# start of Given passage

Does anyone have anything to say about Maxxis detonators? or Bontrager road warrior select slick's?... are completely slick tyres slippy in the wet? 

thankings x


----------



## fossyant (22 Oct 2008)

Slick tyres make no difference in the wet, they actually are grippier. It's all down to the compound of the rubber. Bike tyres don't aquaplane !


----------



## mcb2080 (22 Oct 2008)

When I bought my Ridgeback Nemesis, they came with conti contact sports 26 x 1.5, my bike was very fast with these tyres on.

BUT I got a visit from the p fairy on my second outing

I rode them for about another two weeks and they where fine but I had lost confidence in them.

I moved to schwalbe marathon plus 26 x 1.75 and they have been great, I have done about 1000 miles so far BUT they are slower than the contis, not by much but they are slower.

I am thinking of going for schwalbe marathon supremes as they claim to be very fast but still offer as good punture protection as the smp's.

HTH's


----------



## rnscotch (22 Oct 2008)

I am currently using Conti City Contacts 26 x1.75, they are fast not had to many problems. I think i have had 3 punctures all big shards of glass and i have also found they are quite grippy.


----------



## BentMikey (22 Oct 2008)

I'm with Fossy, I like race tyres on my bikes because they handle well and are super light and grippy. Schwalbe Stelvios 28-406 on the 'bent, and Conti GP4000 23-622 on the Langster.

If you don't ride in the gutter, and don't ride in cycle paths/lanes, then you won't have too much problem with unplanned defl**tion events.


----------

# end of Given passage
# start of Dataset content

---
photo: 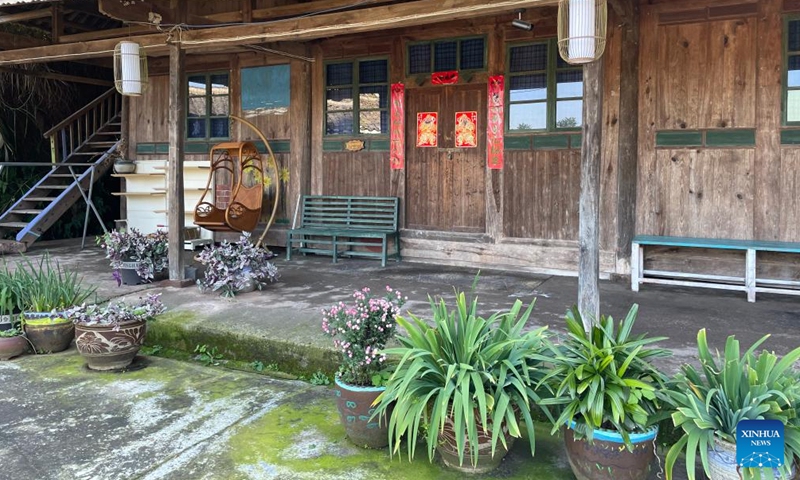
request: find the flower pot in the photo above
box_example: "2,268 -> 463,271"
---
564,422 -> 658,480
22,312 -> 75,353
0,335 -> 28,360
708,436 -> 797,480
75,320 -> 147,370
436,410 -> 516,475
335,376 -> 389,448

# end of Dataset content
# start of Dataset content

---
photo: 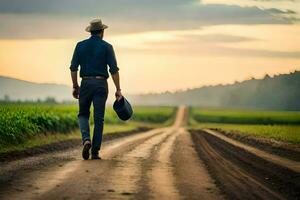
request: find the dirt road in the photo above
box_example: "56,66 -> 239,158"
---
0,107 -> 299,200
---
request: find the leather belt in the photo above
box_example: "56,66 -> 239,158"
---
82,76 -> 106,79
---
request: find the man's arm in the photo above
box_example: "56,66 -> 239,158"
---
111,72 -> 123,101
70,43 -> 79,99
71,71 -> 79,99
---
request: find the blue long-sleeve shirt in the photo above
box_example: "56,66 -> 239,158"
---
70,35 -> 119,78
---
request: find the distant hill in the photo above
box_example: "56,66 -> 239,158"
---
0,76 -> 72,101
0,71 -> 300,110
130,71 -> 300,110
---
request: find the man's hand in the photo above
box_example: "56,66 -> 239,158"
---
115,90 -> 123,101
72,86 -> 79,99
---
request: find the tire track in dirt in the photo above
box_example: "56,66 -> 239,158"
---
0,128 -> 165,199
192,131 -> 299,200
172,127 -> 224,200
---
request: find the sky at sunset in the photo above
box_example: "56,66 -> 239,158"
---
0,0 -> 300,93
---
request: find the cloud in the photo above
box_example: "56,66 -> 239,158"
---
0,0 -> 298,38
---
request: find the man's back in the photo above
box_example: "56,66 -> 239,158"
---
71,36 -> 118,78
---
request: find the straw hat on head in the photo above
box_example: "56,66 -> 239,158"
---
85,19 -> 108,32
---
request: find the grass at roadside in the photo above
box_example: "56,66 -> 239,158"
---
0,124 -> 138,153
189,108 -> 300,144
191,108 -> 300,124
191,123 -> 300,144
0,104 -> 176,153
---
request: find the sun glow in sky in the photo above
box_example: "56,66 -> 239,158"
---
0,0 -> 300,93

# end of Dataset content
# start of Dataset content

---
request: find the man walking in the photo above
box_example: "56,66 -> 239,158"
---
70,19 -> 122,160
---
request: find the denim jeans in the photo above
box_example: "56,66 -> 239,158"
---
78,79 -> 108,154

# end of Dataset content

Parts of the exercise |
(a) Summarize the forum thread on slick tires in two sentences.
(b) Repeat the part of the forum thread on slick tires starting with "I rode them" and going on through "they are slower.".

Expected responses |
(a) A poster asks for views on Maxxis Detonators and Bontrager Road Warrior Select slicks and whether fully slick tires are slippery in the wet, and one reply says slicks are actually grippier because grip comes down to the rubber compound and bike tires don't aquaplane. Other riders describe their own tires: one got a puncture on Conti Contact Sports and moved to Schwalbe Marathon Plus, which have been great but are a bit slower; another finds Conti City Contacts fast and quite grippy; and another prefers light, grippy race tires.

(b)
I rode them for about another two weeks and they where fine but I had lost confidence in them.

I moved to schwalbe marathon plus 26 x 1.75 and they have been great, I have done about 1000 miles so far BUT they are slower than the contis, not by much but they are slower.